What you have to do: Reproduce the lines word for word from the line with "Would you mind pointing out the red flowering" up to and including the final line of the items.

___ Extracted data

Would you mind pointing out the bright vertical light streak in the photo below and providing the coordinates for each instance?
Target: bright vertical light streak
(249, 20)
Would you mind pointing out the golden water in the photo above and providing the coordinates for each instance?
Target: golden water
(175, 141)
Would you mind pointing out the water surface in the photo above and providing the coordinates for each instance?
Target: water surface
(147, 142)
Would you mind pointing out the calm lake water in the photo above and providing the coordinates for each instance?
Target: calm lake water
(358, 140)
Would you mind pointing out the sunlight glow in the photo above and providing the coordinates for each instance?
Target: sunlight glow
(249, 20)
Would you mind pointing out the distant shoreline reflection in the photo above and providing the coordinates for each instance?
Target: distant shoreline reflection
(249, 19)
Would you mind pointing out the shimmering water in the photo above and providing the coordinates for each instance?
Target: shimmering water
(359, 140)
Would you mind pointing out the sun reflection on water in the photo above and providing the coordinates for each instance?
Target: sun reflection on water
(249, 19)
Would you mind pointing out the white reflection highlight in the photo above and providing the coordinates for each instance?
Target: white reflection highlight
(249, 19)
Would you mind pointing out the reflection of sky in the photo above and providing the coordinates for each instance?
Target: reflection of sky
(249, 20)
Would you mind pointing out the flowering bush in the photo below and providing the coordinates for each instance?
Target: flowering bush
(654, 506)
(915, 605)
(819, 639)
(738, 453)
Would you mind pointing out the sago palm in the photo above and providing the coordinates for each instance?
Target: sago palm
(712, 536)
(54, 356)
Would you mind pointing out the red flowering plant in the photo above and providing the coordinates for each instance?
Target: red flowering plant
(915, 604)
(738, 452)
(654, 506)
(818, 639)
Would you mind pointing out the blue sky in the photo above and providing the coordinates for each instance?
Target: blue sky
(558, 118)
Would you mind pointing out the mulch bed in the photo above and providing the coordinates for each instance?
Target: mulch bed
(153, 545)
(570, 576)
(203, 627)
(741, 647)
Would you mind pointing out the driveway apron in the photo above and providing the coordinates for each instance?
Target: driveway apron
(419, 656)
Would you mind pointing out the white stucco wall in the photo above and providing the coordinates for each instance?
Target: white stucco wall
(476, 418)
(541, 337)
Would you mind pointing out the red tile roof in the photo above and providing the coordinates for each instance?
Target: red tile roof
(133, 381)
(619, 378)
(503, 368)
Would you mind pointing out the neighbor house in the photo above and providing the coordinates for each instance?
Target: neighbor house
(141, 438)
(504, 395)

______

The completed task:
Would you mind pointing out the red flowering plant in the photo above and providing the coordinates for each instance?
Target: red flowering plant
(915, 604)
(738, 452)
(654, 506)
(818, 639)
Would you mind pointing out the blue sky in the photo above and providing the coordinates for each instance?
Target: blue sky
(558, 118)
Would you mind pointing out the mulch bed in the photo above and providing the coordinates for each instance?
Target: mulch bed
(153, 545)
(570, 576)
(203, 627)
(741, 647)
Would you mind pointing out the driveway apron in the photo above and providing the coordinates for each instance?
Target: driveway apron
(419, 656)
Would you mind pointing out the white stucco wall in the photo above and providing the coordinates for each instance?
Target: white stucco wall
(476, 418)
(541, 337)
Would you mind pointing out the red tile roof in the photo above and providing the coordinates for each instance?
Target: red tile roof
(133, 381)
(619, 378)
(503, 368)
Would you mind pointing out the neighbor house in the photo above and providing the coordinates for each instance?
Target: neighbor house
(141, 438)
(504, 395)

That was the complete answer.